Aim
Pictures do not belong in the copy. Return all of the entries exactly.
§
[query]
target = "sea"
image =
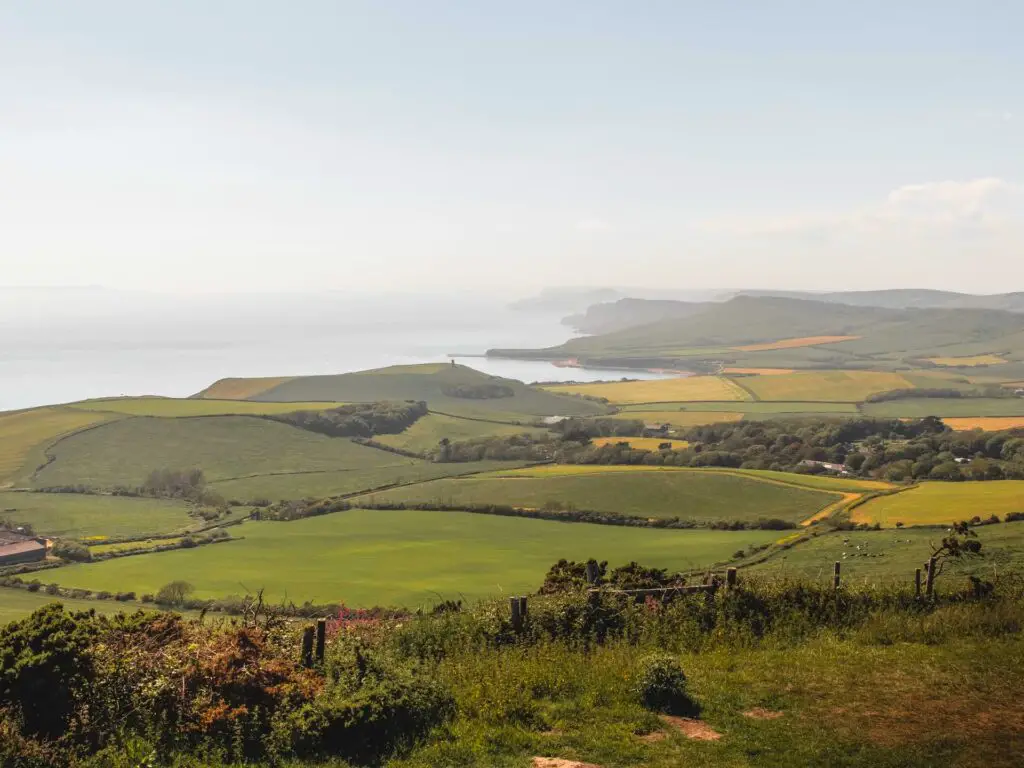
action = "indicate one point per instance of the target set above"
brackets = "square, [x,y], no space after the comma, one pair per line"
[61,347]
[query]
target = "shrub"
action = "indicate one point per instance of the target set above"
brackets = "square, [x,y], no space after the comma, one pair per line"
[660,685]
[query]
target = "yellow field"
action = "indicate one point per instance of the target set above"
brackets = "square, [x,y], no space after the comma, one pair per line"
[825,386]
[641,443]
[25,434]
[681,418]
[978,359]
[760,371]
[174,408]
[241,389]
[987,423]
[803,341]
[686,389]
[943,503]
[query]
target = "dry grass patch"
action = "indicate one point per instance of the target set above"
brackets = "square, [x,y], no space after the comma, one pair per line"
[803,341]
[760,371]
[986,423]
[242,389]
[970,361]
[684,389]
[25,435]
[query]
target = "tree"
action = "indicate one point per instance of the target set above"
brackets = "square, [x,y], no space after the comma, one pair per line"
[174,593]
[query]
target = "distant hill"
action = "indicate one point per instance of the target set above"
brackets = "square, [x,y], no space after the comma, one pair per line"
[905,298]
[717,330]
[617,315]
[444,387]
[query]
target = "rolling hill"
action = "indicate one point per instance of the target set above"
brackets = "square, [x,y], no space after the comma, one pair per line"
[444,387]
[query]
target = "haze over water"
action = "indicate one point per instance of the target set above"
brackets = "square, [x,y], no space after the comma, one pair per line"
[60,347]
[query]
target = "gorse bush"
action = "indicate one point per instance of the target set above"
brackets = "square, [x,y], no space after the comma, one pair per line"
[660,685]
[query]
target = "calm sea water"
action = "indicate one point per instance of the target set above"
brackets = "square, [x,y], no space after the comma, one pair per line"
[118,347]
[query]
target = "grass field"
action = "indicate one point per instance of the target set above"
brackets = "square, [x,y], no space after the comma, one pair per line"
[428,431]
[25,435]
[749,408]
[177,407]
[804,341]
[988,424]
[76,515]
[887,555]
[659,390]
[242,389]
[433,383]
[125,452]
[401,557]
[946,407]
[320,484]
[690,495]
[970,361]
[680,418]
[837,386]
[943,503]
[760,371]
[641,443]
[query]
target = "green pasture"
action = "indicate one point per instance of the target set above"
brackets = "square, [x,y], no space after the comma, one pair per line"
[946,407]
[696,496]
[409,558]
[123,453]
[78,515]
[427,431]
[318,484]
[178,407]
[750,408]
[430,383]
[894,554]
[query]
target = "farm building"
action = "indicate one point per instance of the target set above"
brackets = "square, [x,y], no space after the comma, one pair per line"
[15,548]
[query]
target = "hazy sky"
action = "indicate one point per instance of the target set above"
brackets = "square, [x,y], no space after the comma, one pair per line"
[249,144]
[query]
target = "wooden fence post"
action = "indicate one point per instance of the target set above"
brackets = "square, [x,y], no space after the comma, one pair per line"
[730,578]
[321,639]
[515,606]
[307,646]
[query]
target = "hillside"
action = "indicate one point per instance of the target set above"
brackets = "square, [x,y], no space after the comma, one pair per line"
[444,387]
[795,333]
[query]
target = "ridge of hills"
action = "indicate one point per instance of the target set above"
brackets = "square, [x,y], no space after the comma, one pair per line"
[716,332]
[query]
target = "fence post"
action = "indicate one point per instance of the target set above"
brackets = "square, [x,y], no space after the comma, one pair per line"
[515,606]
[307,646]
[321,638]
[730,578]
§
Correct answer
[query]
target = "sea"
image =
action = "indicate one point per instance of the target set above"
brackets = "square, [x,y], no space after the comma, one pair per line"
[61,347]
[query]
target = "shrub"
action = "indicate one point per instance of the target set above"
brackets = "square, [x,y], no space after the comma, one pair per line"
[660,685]
[query]
target = "yellow field"
action = "indicate one point per instance of the target set above"
brackets = "square, [x,y], no space after the comma, one pair per line"
[825,386]
[641,443]
[25,434]
[681,418]
[978,359]
[760,371]
[174,408]
[241,389]
[987,423]
[803,341]
[686,389]
[943,503]
[query]
target = "dry grass patch"
action = "indicate one point per instance of the target set above"
brackets = "square, [x,y], no space after the comma, one pair per line"
[803,341]
[760,371]
[986,423]
[242,389]
[970,361]
[684,389]
[25,435]
[query]
target = "tree"
action = "indicate one point per instance of the target set above"
brackets = "square, [x,y], no space after the comma, one pair per line"
[174,593]
[query]
target = "distant hill"
action = "indicate one point per instance of the target set above"
brackets = "square, [x,y], no space after the comma, one pair per line"
[905,298]
[717,330]
[617,315]
[444,387]
[query]
target = "rolling hill"
action = "indicate one point per instance of the target set above"
brackets = "square, [x,y], no space after the comma, one pair per line"
[444,387]
[query]
target = "haze over water"
action = "indicate one point per instance of the target set above"
brackets = "square, [x,y], no space after the comma, one pair per line"
[60,347]
[query]
target = "gorse bush"
action = "indicate one point per instance of the target set above"
brackets = "square, [x,y], no space after the comma, one pair per line"
[660,685]
[query]
target = "calm sea water"
action = "indicate one point per instance of the target set above"
brackets = "square, [x,y], no space after the comma, one pair per line"
[118,347]
[query]
target = "grass field"
action = "indicate one point per instance of the target set above"
brackets = "square, [x,y], no space after the comma, one pair per line"
[428,431]
[25,435]
[749,408]
[177,407]
[804,341]
[988,424]
[76,515]
[887,555]
[659,390]
[242,389]
[433,383]
[125,452]
[401,557]
[946,407]
[320,484]
[690,495]
[970,361]
[680,418]
[837,386]
[943,503]
[760,371]
[641,443]
[query]
target = "green pasture"
action = "indicate one point per instance of the target set above"
brackets = "square, [x,y], no space after the comma, one pair per line"
[946,407]
[696,496]
[409,558]
[123,453]
[78,515]
[427,431]
[318,484]
[178,407]
[750,408]
[430,383]
[894,554]
[query]
target = "farm building"
action = "indicate one point per instance of the target set above"
brackets = "square, [x,y], no space after the comma, one pair per line"
[15,548]
[query]
target = "hazy sky"
action = "indicate one point per instance of the target set above"
brackets = "square, [x,y], no space after the comma, one pair per line"
[249,144]
[query]
target = "wooden fence post"
action = "indicate one point per instance of the target set above"
brackets = "square, [x,y], no space after the comma, one pair per line"
[730,578]
[321,639]
[515,606]
[307,646]
[query]
target = "hillside"
action = "indicate one point per instance of the target set above"
brackets = "square, [x,y], no space after the comma, one pair per line"
[444,387]
[795,333]
[query]
target = "ridge of hills"
action = "indicate one point per instance of the target set above"
brackets = "square, [x,y], no space after the comma, one pair per line"
[716,332]
[query]
target = "fence post"
action = "indicate one point per instance of the target set above"
brackets = "square, [x,y], no space after the comma, one pair per line"
[515,606]
[307,646]
[321,638]
[730,578]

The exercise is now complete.